**Written exercise:** Extract the full passage below about growing up with siblings, word for word from its first line to its last.

2. “We had to share everything: bedrooms, baths, secrets.”
One woman said she and her brother shared a tiny room until they were teenagers.
“We were forced to negotiate space, noise, and who got the ‘good’ pillow. It taught us how to coexist.”
It’s funny because all modern parenting advice screams boundaries and personal space, but maybe we’ve gone too far.
Maybe character is forged through hearing your sibling breathe too loudly and learning not to commit homicide over it.
3. “Mum never compared us.”
This one came up a lot.
“Mum always said we were totally different people. She celebrated our differences instead of pitting us against each other.”
Which is lovely.
And also much easier when you don’t have two kids within 18 months of each other who both want the blue cup.
I love this idea that they are both be brilliant in different ways - it feels like something I want to bottle and spray liberally around the house.
4. “We were never told to be friends.”
This one made me pause.
“Mum didn’t force it. She said, ‘You don’t have to like each other, but you do have to be kind.’”
And that’s genius, isn’t it? It takes the pressure off.
I’ve been trying to manufacture sibling friendship: “Okay, now hold hands! Look happy! Say cheese! Don’t bite each other!”
But maybe the trick is to let them find their own rhythm? With a firm “no biting” policy, obviously.
5. “We laughed. A lot.”

**Data supplied:**
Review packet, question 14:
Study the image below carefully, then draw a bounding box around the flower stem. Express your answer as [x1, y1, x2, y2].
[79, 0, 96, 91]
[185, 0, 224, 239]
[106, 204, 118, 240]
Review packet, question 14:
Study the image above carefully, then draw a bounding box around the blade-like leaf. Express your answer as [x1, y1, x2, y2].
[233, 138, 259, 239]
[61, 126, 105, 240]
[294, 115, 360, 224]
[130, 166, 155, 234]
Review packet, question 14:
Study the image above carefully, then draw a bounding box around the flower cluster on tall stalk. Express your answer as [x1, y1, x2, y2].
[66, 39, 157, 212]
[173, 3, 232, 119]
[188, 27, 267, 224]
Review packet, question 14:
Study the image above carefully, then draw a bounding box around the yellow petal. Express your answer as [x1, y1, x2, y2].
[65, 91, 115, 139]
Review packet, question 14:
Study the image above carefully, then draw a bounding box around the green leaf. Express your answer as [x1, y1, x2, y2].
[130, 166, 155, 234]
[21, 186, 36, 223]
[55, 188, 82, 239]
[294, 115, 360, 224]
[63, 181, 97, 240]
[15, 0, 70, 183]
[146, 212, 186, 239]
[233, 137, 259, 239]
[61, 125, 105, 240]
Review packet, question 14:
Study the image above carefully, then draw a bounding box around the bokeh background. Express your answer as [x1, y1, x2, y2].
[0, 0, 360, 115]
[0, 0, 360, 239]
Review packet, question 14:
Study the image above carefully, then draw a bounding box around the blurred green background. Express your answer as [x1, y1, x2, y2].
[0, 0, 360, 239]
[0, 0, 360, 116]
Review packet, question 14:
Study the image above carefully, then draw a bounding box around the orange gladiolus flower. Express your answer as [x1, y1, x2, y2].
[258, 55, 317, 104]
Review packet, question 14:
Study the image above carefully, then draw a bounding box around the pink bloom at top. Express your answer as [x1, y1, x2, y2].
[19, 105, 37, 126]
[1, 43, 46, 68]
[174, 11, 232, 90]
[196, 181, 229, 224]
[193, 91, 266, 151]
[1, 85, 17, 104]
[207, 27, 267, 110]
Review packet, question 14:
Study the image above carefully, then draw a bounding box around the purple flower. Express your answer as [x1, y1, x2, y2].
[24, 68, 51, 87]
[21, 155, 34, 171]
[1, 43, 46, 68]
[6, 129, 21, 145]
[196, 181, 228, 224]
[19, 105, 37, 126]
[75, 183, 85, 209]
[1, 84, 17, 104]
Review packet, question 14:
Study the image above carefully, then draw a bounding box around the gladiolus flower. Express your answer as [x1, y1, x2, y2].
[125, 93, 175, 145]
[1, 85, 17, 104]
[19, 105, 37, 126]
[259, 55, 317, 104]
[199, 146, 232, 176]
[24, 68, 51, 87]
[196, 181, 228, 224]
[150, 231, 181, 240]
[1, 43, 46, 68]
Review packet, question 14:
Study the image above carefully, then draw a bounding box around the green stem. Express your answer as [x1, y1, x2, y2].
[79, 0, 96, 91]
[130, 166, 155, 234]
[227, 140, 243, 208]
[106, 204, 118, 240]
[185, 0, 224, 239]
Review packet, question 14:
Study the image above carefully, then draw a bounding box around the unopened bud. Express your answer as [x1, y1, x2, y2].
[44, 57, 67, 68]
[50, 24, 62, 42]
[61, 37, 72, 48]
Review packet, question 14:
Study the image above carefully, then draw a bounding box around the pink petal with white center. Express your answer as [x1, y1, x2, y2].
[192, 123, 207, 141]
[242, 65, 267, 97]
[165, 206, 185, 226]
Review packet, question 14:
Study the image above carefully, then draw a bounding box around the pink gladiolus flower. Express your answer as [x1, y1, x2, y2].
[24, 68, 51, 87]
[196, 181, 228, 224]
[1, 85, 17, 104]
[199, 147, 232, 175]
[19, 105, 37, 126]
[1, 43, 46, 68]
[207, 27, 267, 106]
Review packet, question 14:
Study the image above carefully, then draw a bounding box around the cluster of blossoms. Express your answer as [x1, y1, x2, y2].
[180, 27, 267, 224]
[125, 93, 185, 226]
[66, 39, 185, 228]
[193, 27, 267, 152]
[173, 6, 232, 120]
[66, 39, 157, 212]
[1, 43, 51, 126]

**Written answer:**
2. “We had to share everything: bedrooms, baths, secrets.”
One woman said she and her brother shared a tiny room until they were teenagers.
“We were forced to negotiate space, noise, and who got the ‘good’ pillow. It taught us how to coexist.”
It’s funny because all modern parenting advice screams boundaries and personal space, but maybe we’ve gone too far.
Maybe character is forged through hearing your sibling breathe too loudly and learning not to commit homicide over it.
3. “Mum never compared us.”
This one came up a lot.
“Mum always said we were totally different people. She celebrated our differences instead of pitting us against each other.”
Which is lovely.
And also much easier when you don’t have two kids within 18 months of each other who both want the blue cup.
I love this idea that they are both be brilliant in different ways - it feels like something I want to bottle and spray liberally around the house.
4. “We were never told to be friends.”
This one made me pause.
“Mum didn’t force it. She said, ‘You don’t have to like each other, but you do have to be kind.’”
And that’s genius, isn’t it? It takes the pressure off.
I’ve been trying to manufacture sibling friendship: “Okay, now hold hands! Look happy! Say cheese! Don’t bite each other!”
But maybe the trick is to let them find their own rhythm? With a firm “no biting” policy, obviously.
5. “We laughed. A lot.”